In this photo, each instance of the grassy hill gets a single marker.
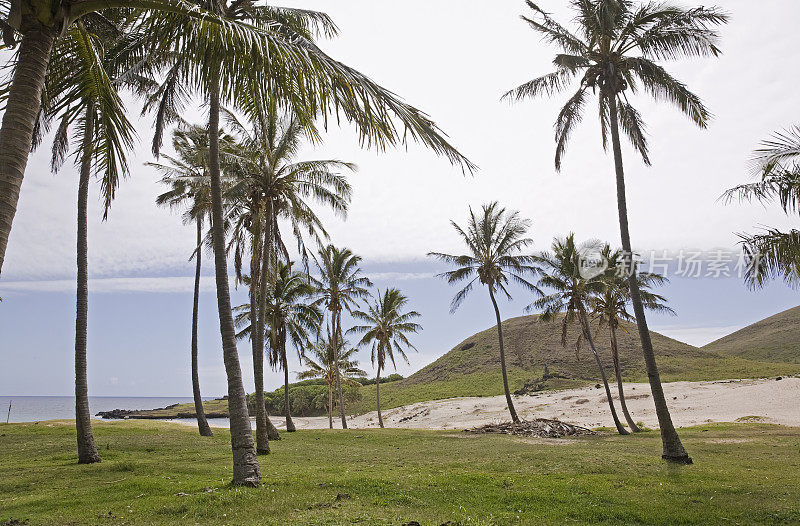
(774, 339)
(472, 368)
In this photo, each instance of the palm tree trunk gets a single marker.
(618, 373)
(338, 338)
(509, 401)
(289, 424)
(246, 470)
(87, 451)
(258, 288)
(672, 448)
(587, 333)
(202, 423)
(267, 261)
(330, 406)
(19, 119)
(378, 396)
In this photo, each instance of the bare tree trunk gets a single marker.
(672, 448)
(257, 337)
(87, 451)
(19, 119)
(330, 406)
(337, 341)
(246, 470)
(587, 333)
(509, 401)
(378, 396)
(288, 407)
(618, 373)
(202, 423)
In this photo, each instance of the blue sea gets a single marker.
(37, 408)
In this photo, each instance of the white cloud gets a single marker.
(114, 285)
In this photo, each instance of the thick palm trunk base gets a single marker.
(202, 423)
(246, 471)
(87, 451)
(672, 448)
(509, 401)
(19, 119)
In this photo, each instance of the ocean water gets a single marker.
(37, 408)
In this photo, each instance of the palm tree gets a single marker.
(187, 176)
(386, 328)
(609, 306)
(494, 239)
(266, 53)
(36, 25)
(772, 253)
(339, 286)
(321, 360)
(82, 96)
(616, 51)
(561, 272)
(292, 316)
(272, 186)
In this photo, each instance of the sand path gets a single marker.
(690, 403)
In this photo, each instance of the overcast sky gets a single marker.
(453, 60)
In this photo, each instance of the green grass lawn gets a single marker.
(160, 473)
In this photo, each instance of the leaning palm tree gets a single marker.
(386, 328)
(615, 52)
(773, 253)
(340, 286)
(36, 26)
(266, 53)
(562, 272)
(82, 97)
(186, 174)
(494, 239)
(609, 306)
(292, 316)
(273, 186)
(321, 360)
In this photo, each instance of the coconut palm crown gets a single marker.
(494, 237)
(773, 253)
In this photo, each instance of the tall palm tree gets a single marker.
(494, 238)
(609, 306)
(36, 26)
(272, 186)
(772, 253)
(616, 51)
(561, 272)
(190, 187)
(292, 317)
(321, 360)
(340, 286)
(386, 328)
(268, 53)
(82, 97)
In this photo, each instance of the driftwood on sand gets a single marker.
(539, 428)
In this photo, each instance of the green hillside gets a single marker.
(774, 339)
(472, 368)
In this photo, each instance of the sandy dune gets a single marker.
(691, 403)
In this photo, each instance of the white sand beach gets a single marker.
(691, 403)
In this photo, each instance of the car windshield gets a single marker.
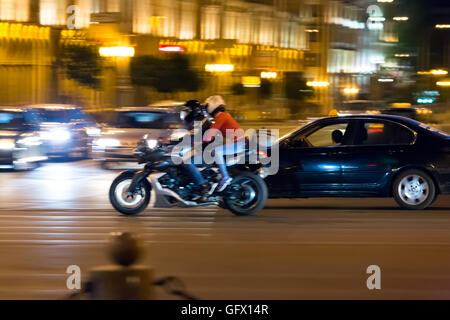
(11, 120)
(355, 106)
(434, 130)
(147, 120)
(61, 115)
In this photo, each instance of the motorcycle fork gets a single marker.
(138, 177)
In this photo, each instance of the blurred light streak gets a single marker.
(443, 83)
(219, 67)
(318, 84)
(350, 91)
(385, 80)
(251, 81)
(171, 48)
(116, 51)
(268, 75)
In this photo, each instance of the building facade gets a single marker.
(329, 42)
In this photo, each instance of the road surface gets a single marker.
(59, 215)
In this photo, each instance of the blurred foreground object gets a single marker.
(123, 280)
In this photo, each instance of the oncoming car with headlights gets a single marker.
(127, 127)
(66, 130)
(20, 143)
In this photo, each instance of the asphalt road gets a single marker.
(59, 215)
####
_ASSIGNMENT_
After dropping every picture, transcribe each entry exactly.

_SOLUTION_
In this photo, each instance of the grassy hill gets a single marker.
(774, 339)
(472, 368)
In this photo, each instance of the palm tree trunk gets a single marker.
(618, 373)
(338, 338)
(509, 401)
(289, 424)
(246, 470)
(87, 451)
(258, 288)
(672, 448)
(587, 333)
(202, 423)
(267, 261)
(330, 406)
(19, 119)
(378, 396)
In this photo, each instance of the bare tree trunk gets a single marker.
(672, 448)
(257, 337)
(87, 451)
(19, 119)
(330, 406)
(337, 341)
(246, 470)
(587, 333)
(509, 401)
(378, 396)
(288, 407)
(618, 373)
(202, 423)
In this photo, each instance of the blue sea gets a single marker.
(37, 408)
In this photo, each instance of the white cloud gets a single marker.
(114, 285)
In this photo, each instance of the thick palm trunk base gets a single marker.
(202, 423)
(246, 471)
(87, 451)
(672, 448)
(509, 401)
(19, 119)
In this photo, each instance of the ocean water gets a single marker.
(37, 408)
In this photo, each instance of the palm tree gets a single marker.
(187, 176)
(386, 328)
(609, 306)
(494, 239)
(266, 53)
(36, 25)
(772, 253)
(339, 286)
(321, 360)
(82, 96)
(616, 51)
(561, 272)
(292, 316)
(272, 186)
In this photo, each instance of the sand path gets a single marker.
(690, 403)
In this photo, each instance of the overcast sky gets a single marker.
(453, 60)
In this photo, each instance of the green grass lawn gets a single marker.
(160, 473)
In this photo, each instance of the leaning palm tree gets a single marker.
(386, 328)
(615, 52)
(773, 253)
(340, 286)
(36, 26)
(266, 53)
(562, 272)
(82, 97)
(186, 174)
(494, 239)
(609, 306)
(292, 316)
(273, 186)
(321, 360)
In this photo, each instance of the coconut palm crown gets a single marker.
(494, 237)
(773, 253)
In this photo, each instance of the tall palm tree gets a single marker.
(494, 238)
(609, 306)
(36, 26)
(272, 186)
(772, 253)
(616, 51)
(561, 272)
(190, 187)
(292, 317)
(321, 360)
(340, 286)
(386, 328)
(268, 53)
(82, 97)
In this photo, each instance of the driftwood on sand gets a single marker.
(539, 428)
In this photo, each instance of the green hillside gets a single marker.
(774, 339)
(472, 368)
In this photo, each instance of the sandy dune gets a single marker.
(691, 403)
In this photo, each instance of the white sand beach gets a single marker.
(691, 403)
In this photo, each instance of the car windshield gets a single marker.
(11, 120)
(355, 106)
(434, 130)
(147, 120)
(61, 115)
In this photo, each instance of the motorcycle fork gets a single marker.
(138, 177)
In this photo, each instance of the blurred light streak gets a single marker.
(443, 83)
(219, 67)
(318, 84)
(350, 91)
(385, 80)
(251, 81)
(171, 48)
(116, 51)
(268, 75)
In this photo, each instance of the building facade gets a single marker.
(329, 42)
In this photo, each instance of the road surface gets a single marker.
(59, 215)
In this photo, each instance of the blurred foreground object gets a single marker.
(123, 280)
In this photo, each instance of the oncoming car with headlights gets a single marker.
(127, 127)
(66, 130)
(20, 143)
In this photo, each instance of the asphalt road gets a single marker.
(59, 215)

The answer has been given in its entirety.